--- RECORDS FOR THIS TASK ---
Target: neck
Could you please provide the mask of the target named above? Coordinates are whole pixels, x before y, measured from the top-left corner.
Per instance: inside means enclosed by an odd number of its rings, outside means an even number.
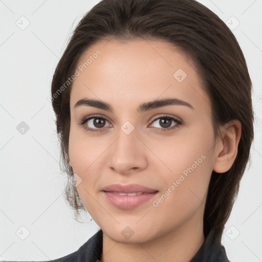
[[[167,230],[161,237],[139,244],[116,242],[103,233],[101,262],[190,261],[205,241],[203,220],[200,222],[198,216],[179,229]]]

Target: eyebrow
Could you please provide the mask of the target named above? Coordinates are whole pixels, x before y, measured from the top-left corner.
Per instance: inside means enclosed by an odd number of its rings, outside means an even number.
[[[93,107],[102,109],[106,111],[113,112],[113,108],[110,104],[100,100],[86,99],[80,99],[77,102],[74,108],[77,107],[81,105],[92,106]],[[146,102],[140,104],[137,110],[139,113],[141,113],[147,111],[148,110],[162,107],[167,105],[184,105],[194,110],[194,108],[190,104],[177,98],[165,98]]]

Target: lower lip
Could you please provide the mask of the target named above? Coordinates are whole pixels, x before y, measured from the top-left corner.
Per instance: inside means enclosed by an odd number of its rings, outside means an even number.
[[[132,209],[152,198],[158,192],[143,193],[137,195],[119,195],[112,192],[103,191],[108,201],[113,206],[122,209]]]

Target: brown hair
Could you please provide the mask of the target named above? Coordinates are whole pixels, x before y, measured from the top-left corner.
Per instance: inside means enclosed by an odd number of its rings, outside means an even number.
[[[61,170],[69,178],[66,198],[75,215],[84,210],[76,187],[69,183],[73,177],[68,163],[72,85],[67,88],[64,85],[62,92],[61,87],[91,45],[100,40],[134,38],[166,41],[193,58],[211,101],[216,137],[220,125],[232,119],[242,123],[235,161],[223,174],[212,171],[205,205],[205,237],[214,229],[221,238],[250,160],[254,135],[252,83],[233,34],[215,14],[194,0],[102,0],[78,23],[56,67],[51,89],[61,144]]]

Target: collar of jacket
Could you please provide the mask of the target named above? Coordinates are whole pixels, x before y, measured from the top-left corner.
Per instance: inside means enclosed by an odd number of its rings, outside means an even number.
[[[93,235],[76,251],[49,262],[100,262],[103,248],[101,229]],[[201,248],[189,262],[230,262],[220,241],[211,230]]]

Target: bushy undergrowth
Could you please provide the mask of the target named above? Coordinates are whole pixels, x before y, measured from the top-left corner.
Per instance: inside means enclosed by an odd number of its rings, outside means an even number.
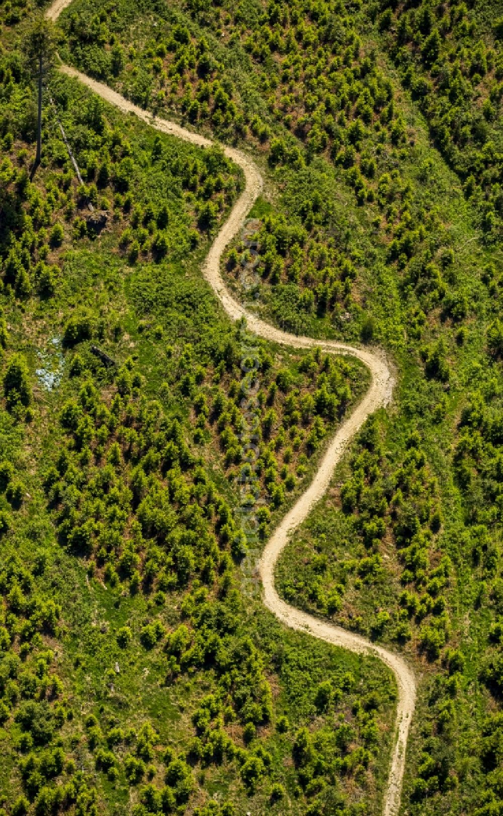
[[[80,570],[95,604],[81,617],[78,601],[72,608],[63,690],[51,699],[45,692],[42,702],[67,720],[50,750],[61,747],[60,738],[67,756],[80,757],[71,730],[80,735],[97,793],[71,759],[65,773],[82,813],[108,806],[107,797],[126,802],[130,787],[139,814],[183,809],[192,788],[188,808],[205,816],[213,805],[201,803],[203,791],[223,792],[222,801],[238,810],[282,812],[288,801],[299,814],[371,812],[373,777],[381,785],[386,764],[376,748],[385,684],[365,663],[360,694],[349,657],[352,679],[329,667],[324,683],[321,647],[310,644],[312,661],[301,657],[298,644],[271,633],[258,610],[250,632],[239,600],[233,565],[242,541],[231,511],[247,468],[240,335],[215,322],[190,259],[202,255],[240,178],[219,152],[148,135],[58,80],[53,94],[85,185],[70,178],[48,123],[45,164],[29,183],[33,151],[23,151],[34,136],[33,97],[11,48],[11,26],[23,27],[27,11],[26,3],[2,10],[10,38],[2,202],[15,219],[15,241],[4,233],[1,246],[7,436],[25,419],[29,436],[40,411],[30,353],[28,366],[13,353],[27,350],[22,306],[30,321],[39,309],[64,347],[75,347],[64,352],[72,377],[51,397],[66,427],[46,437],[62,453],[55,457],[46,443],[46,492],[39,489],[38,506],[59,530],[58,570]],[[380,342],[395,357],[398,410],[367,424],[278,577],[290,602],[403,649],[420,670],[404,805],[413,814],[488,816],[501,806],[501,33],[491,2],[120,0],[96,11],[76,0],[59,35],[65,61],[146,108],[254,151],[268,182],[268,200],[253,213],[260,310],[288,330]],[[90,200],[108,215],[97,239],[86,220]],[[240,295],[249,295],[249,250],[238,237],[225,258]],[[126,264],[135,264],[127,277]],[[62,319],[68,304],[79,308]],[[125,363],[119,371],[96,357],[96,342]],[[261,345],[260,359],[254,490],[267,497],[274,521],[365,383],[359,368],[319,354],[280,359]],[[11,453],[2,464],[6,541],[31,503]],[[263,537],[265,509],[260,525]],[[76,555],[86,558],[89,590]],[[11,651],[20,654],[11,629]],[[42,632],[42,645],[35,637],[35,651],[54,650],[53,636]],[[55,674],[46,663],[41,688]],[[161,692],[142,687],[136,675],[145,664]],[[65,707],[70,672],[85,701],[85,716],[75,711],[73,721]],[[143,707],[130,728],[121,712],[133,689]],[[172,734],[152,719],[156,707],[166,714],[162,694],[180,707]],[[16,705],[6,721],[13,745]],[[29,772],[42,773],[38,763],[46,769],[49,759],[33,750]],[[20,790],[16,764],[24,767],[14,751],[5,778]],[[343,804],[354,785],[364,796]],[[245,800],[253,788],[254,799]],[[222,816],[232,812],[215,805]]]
---
--- RECORDS FOR THIS TASK ---
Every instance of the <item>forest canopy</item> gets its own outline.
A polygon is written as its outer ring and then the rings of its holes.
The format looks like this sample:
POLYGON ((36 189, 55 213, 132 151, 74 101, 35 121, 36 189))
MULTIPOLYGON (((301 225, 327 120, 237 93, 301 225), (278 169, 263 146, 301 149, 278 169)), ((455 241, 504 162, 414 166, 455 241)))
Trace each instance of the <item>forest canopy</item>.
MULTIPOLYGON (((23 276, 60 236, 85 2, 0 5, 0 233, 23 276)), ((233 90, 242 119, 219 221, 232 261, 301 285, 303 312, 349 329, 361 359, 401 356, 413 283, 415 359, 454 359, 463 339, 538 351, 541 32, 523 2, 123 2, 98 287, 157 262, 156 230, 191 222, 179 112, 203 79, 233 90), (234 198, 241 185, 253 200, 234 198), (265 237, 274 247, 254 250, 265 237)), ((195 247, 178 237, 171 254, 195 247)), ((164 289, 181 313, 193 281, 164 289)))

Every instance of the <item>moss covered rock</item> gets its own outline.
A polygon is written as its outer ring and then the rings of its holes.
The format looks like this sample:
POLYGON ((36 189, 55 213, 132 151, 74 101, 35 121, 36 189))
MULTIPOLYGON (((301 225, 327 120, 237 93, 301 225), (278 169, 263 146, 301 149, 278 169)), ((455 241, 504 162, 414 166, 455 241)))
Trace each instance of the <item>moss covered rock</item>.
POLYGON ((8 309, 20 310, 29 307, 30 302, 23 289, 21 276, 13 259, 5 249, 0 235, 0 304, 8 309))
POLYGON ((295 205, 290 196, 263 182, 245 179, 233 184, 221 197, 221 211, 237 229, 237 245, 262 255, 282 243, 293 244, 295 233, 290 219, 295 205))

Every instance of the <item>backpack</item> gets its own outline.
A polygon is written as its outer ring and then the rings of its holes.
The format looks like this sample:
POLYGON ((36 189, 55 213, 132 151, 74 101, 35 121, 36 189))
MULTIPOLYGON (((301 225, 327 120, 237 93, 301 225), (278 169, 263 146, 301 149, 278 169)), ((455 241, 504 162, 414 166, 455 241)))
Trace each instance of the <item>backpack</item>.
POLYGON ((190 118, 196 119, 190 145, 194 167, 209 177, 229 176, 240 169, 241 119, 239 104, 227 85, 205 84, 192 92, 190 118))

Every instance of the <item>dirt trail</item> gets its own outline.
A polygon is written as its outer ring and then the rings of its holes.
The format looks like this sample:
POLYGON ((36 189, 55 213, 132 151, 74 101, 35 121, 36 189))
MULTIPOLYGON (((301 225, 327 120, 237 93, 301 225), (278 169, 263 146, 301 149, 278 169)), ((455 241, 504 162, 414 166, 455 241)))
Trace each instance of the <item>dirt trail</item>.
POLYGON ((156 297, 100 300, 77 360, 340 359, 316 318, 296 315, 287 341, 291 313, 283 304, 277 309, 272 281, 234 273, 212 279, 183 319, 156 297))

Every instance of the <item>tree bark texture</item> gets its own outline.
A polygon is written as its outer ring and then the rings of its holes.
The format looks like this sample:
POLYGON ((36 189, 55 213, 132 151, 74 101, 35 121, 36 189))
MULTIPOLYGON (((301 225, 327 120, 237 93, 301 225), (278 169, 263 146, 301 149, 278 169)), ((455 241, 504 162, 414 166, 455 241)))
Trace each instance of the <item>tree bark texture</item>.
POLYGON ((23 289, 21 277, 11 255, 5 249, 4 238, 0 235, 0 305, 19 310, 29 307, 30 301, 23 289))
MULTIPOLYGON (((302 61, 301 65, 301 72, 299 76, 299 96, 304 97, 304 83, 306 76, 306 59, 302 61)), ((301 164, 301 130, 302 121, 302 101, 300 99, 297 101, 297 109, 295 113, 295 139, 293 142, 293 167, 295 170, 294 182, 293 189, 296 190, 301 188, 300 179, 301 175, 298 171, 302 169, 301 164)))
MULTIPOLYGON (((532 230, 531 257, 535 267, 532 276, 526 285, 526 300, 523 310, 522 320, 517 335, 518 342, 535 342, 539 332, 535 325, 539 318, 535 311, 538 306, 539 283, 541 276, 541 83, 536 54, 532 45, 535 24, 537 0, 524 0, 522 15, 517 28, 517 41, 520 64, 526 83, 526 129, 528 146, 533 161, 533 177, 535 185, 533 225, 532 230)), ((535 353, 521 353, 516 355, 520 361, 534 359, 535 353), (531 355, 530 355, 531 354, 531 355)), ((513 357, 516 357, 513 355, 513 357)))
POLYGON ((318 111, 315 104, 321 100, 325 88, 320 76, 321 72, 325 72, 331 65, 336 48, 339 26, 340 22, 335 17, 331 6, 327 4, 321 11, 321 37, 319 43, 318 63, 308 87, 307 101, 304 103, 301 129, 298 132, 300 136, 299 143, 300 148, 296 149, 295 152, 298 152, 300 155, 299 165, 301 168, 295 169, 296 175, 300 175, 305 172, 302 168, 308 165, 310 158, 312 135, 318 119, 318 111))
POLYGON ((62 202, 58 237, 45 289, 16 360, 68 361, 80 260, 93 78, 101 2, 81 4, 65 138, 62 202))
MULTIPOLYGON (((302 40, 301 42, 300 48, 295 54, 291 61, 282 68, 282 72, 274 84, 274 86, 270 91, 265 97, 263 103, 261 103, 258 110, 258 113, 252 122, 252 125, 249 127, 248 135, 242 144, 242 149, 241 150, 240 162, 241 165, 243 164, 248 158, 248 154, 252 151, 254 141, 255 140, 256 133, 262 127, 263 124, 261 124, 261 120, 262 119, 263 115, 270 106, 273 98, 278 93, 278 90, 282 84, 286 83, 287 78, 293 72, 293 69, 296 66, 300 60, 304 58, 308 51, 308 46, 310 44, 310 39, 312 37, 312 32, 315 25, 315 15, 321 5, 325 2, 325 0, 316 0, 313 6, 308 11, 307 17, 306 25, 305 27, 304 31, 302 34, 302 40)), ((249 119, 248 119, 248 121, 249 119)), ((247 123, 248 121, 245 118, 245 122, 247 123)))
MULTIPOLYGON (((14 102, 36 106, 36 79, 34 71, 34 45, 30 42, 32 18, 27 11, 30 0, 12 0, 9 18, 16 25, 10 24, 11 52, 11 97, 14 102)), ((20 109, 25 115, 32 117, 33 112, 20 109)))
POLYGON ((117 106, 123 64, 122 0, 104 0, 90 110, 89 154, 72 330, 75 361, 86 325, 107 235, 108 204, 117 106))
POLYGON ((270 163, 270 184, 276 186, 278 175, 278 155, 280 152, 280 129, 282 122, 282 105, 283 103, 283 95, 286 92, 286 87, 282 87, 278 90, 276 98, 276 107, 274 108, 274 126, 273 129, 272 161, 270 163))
---
### EXERCISE INSTRUCTIONS
Arrange the lines from the line with "Every instance of the <item>tree" to the line with "POLYGON ((62 202, 58" as a Markdown table with the columns Row and Line, leaving out blank lines.

### THE OUTPUT
| Row | Line |
|---|---|
| 1 | Every instance of the <item>tree bark texture</item> gets its own outline. |
| 2 | A polygon is written as its outer ring and then the rings of its holes. |
| 3 | The format looks like this sample: |
| 4 | POLYGON ((36 189, 55 213, 132 151, 74 101, 35 121, 36 189)) |
| 5 | MULTIPOLYGON (((301 225, 327 120, 237 93, 301 225), (278 169, 263 146, 301 149, 278 169)), ((455 241, 504 162, 414 166, 455 241))) |
| 6 | Trace each instance of the <item>tree bark texture</item>. |
| 7 | POLYGON ((23 289, 21 277, 11 255, 5 249, 4 238, 0 235, 0 305, 19 310, 29 307, 30 301, 23 289)) |
| 8 | MULTIPOLYGON (((302 61, 301 65, 301 72, 299 76, 299 96, 304 97, 304 83, 306 76, 306 59, 302 61)), ((301 164, 301 130, 302 121, 302 101, 300 99, 297 101, 297 109, 295 113, 295 139, 293 142, 293 167, 295 170, 294 182, 293 189, 296 190, 301 188, 300 179, 301 175, 298 171, 302 169, 301 164))) |
| 9 | MULTIPOLYGON (((532 230, 531 257, 535 267, 532 276, 526 285, 526 300, 523 310, 522 320, 517 335, 518 342, 535 342, 539 332, 535 325, 539 318, 535 311, 538 306, 539 283, 541 276, 541 83, 536 54, 532 45, 535 24, 537 0, 524 0, 522 15, 517 28, 517 41, 520 64, 526 83, 526 129, 528 146, 533 161, 533 177, 535 185, 533 225, 532 230)), ((535 353, 521 353, 516 355, 520 361, 534 359, 535 353), (531 355, 530 355, 531 354, 531 355)), ((513 357, 516 357, 513 355, 513 357))) |
| 10 | POLYGON ((318 111, 315 104, 321 100, 325 88, 320 76, 321 72, 325 72, 331 65, 336 48, 339 26, 340 22, 335 17, 331 6, 327 4, 321 11, 321 37, 319 43, 318 63, 308 87, 307 101, 304 103, 301 129, 298 132, 300 136, 299 143, 300 148, 296 149, 295 152, 298 152, 300 155, 299 165, 301 168, 295 169, 296 175, 300 175, 305 172, 302 168, 308 165, 310 158, 312 135, 318 119, 318 111)) |
| 11 | POLYGON ((62 202, 58 237, 45 289, 16 360, 68 361, 80 260, 93 78, 101 2, 81 4, 65 138, 62 202)) |